Entries from a set of point annotations

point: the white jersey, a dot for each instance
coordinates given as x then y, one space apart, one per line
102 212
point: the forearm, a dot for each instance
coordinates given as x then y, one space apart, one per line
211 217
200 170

Directive: Please put every line of the material above into a JSON list of strings, one string per line, and leave out any blank lines.

Exercise response:
[
  "point: the white jersey, a dot for each instance",
  "coordinates given as x then y, one space apart, one per line",
  "102 212",
  "point: the forearm, a dot for each instance",
  "coordinates given as x then y, one space apart, one per line",
  "211 217",
  "200 170"
]